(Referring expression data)
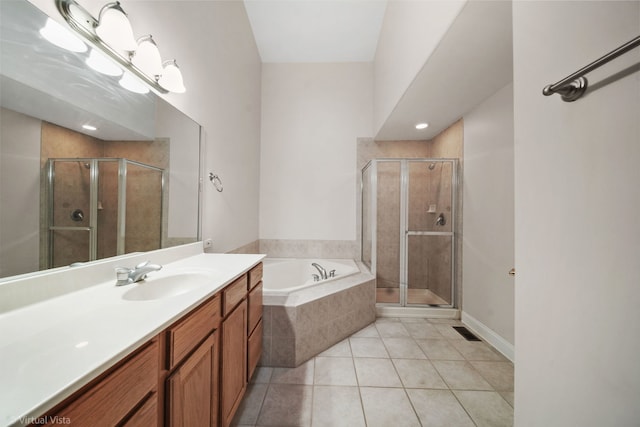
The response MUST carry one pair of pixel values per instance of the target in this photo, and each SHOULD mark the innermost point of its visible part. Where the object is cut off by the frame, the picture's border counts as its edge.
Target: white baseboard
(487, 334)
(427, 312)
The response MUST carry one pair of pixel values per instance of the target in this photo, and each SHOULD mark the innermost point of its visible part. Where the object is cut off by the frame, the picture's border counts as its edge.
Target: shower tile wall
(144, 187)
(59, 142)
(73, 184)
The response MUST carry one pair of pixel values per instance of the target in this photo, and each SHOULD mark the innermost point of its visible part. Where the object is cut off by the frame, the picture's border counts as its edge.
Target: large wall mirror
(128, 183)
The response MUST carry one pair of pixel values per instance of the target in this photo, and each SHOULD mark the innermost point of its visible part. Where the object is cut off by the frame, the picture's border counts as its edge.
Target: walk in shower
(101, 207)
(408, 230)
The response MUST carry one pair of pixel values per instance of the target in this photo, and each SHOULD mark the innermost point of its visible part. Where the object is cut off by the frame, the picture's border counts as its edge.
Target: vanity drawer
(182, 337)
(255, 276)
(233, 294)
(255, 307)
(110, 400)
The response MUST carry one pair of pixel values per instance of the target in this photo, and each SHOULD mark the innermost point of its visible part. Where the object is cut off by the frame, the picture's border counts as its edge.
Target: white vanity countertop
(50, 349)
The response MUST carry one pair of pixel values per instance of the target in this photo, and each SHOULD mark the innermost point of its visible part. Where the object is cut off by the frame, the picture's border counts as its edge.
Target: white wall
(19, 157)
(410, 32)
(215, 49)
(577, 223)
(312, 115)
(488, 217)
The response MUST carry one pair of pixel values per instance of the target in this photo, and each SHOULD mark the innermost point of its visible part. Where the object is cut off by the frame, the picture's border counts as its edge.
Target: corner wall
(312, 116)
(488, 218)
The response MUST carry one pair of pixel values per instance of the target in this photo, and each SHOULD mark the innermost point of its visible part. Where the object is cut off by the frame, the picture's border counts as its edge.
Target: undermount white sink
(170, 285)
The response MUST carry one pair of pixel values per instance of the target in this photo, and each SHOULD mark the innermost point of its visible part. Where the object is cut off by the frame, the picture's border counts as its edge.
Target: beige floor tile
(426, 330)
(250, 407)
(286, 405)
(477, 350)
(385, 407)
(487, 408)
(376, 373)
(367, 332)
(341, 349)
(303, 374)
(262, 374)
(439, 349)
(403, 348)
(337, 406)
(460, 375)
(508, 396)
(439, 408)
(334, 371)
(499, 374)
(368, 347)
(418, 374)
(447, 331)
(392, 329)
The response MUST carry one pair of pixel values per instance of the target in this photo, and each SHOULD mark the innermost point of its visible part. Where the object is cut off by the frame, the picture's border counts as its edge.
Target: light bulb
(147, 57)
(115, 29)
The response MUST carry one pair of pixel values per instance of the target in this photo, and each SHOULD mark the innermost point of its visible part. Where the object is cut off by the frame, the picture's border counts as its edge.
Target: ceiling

# About this exercise
Every line from the one with "Target: light bulb" through the last line of the records above should be returned exactly, please, and no others.

# Written answer
Target: light bulb
(147, 57)
(115, 29)
The response MUST carry one pair of pixel values per instance of the target in this photo, and each SHOULD mark the innermost point of its visible part. Where the object is cut off by the frame, the picture's border counts as its edge.
Target: ceiling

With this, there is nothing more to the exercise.